● What is required: Collect every line below that contains the word "ball", matching case exactly.

● Dataset rows:
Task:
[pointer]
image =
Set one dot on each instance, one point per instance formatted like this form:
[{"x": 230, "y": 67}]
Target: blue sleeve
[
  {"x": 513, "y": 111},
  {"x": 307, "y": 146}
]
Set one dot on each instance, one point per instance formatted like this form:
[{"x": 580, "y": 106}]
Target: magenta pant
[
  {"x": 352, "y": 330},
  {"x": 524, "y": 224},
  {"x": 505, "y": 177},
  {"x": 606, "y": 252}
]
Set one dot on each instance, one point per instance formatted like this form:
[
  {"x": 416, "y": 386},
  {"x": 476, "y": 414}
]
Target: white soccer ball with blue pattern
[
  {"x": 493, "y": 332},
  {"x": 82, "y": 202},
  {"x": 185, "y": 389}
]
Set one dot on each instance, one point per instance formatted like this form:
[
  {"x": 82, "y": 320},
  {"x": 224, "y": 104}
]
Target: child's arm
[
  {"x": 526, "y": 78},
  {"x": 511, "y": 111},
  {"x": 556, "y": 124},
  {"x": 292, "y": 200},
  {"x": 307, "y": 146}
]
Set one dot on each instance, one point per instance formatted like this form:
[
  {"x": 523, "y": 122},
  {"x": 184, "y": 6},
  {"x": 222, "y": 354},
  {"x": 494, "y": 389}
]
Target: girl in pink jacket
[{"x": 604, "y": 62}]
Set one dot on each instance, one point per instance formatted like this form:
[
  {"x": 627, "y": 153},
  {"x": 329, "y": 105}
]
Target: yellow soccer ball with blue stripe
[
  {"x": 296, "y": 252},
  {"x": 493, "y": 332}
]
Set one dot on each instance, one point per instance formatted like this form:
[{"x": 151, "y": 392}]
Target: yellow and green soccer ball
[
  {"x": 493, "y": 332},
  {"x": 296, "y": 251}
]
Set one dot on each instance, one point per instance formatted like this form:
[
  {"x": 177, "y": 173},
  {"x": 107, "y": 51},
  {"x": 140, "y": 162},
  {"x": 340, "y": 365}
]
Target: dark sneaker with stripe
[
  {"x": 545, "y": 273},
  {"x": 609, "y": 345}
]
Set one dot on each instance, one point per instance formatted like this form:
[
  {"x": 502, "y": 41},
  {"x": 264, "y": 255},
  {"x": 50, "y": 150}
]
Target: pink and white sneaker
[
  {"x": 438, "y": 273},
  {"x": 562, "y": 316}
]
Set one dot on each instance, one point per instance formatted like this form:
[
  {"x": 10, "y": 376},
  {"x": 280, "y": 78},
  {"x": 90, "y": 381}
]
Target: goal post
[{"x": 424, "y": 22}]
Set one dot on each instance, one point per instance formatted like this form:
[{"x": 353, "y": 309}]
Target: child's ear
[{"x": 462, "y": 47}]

● Response to the exercise:
Target: white soccer ball with blue pattern
Target: yellow soccer ball with blue stripe
Target: yellow and green soccer ball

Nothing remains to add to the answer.